* Prompt: Could each record be restated word for word?

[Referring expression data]
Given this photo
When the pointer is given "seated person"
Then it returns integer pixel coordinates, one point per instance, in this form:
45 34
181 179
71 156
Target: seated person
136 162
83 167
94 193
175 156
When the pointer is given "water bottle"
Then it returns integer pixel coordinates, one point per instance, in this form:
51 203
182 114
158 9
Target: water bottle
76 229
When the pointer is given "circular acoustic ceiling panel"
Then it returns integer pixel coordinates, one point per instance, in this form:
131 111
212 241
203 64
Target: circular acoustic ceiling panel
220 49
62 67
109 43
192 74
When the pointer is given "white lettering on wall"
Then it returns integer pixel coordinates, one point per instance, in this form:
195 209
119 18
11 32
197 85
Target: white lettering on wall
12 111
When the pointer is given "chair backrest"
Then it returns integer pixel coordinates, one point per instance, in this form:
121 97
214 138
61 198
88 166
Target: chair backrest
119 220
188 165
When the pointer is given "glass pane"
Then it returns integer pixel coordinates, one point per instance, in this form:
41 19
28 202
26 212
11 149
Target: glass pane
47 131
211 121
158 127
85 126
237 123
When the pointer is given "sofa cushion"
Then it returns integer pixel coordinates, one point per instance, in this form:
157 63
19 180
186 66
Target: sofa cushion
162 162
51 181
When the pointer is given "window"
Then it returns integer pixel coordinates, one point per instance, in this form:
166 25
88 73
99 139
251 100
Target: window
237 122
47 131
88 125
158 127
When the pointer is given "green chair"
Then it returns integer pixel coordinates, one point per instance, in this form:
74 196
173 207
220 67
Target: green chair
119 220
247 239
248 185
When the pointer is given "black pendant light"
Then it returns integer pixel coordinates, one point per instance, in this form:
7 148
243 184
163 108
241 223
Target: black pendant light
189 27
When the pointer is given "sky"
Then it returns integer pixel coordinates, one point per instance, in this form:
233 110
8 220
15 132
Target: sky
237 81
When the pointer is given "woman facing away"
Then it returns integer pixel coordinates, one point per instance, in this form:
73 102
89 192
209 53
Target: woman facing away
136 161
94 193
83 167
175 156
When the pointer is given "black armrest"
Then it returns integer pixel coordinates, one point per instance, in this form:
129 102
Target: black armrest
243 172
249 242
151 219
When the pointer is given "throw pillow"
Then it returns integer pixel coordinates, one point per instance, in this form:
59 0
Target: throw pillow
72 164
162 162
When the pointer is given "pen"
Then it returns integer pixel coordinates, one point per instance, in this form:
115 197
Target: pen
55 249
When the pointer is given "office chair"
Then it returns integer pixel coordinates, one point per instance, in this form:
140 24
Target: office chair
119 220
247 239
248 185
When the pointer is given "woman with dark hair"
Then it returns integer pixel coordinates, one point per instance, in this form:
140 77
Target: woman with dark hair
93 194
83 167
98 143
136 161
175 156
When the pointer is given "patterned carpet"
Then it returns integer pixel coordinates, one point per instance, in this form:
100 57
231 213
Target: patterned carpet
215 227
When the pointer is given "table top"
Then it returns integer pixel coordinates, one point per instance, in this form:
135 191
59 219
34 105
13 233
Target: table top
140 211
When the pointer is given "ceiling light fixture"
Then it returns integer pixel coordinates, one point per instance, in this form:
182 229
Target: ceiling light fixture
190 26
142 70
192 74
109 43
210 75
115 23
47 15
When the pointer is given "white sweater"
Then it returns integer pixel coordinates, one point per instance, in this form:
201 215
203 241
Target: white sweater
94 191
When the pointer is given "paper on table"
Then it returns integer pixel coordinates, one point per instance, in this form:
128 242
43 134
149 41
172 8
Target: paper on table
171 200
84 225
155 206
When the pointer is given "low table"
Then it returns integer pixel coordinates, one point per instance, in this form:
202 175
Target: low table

* Task answer:
Given this photo
When the pointer is given "seated person"
Then it returns integer pixel coordinates, one point per instance, in this form:
45 34
181 179
71 156
Target: seated person
136 162
83 167
94 193
175 156
When the pointer is given "water bottle"
Then it returns integer pixel coordinates, one point per instance, in this form:
51 203
182 114
158 9
Target: water bottle
76 229
When the pointer is given "circular acoustic ceiling panel"
Then it returns integer pixel coordinates, one point per instance, in this form:
131 111
212 241
203 64
Target: circular acoustic ceiling panel
220 49
62 67
109 43
192 74
When the pointer is given "white lettering on wall"
Then it returns integer pixel coordinates, one point per instance, in this form:
195 209
119 18
11 32
197 85
Target: white lettering on wall
12 111
When the pointer is given "chair backrest"
Then it returns integer pixel coordinates, one point per instance, in this form:
121 97
214 138
61 198
88 166
Target: chair backrest
119 220
188 165
When the pointer is given "glass pane"
Then it returns integer pixel coordinates, one point per instance, in this form:
41 19
28 202
26 212
11 149
Target: glass pane
47 131
211 121
158 127
85 126
237 123
When the pointer is given "sofa cushion"
Then it returns integer pixel coordinates, one point per instance, in this form:
157 63
19 180
186 66
Target: sofa cushion
162 162
51 181
When the pointer is given "window"
Then it returns integer pixel coordinates, one point per instance, in this form:
166 25
88 73
99 139
251 100
Target: window
237 122
47 131
88 125
158 127
When the pointer is given "green chair"
Then it returns integer pixel coordinates, one point per instance, in this form:
74 196
173 207
220 67
Target: green chair
119 220
247 239
248 185
When the pointer is given "black pendant light"
Then it returns integer pixel coordinates, one point per instance, in this form:
7 148
243 184
163 108
241 223
Target: black pendant light
189 27
When the pointer is given "sky"
Then it returns integer pixel coordinates, one point per instance, in this form:
233 110
8 220
15 132
Target: sky
237 81
When the pointer is given "woman facing away"
Then it returns integer pixel coordinates, one point per instance, in this form:
73 102
89 192
209 53
Target: woman facing away
136 161
94 193
83 167
175 156
When the pointer is given "black armrest"
Then it returns integer pixel coordinates, one point per instance, in this form:
129 102
Target: black armrest
243 172
249 242
151 219
When the pointer is given "throw pillow"
Then it returns integer pixel coordinates, one point per instance, in this form:
59 0
Target: throw pillow
72 164
162 162
When the pointer is given "pen"
Then it returns integer pixel coordinates, one point per instance, in this form:
115 197
Target: pen
55 249
When the pointer is given "office chair"
Then it returns integer pixel coordinates, one point per instance, in this form:
140 24
Target: office chair
119 220
247 239
248 185
When the pointer is given "woman with dark hair"
Then it returns integer pixel coordinates, one point per instance, in this form:
140 77
Target: woman with dark hair
93 194
83 167
98 143
136 161
175 156
When the pointer is given "patterned carpet"
Then it returns integer pixel coordinates, one point per instance, in this form:
100 57
231 213
Target: patterned carpet
215 227
When the pointer is given "table top"
Then it returns integer pixel coordinates, one point per instance, in this form:
135 191
59 219
34 105
13 233
Target: table top
140 211
When the pointer is given "ceiling light fixture"
Then it returns integer pixel coordinates, one point per instance, in this form:
182 229
Target: ceiling light fixture
190 26
142 70
192 74
109 43
210 75
115 23
47 15
When the pointer is given "white sweater"
Then it returns integer pixel coordinates, one point per instance, in this form:
201 215
203 241
Target: white sweater
94 191
When the pointer is given "paper on table"
Then it returns integer pixel coordinates, one point per instance, in this form:
128 242
43 134
149 41
172 8
Target: paper on table
171 200
84 225
155 206
When the pointer is given "low table"
Then it returns integer pixel coordinates, one point per instance, in this form:
202 175
Target: low table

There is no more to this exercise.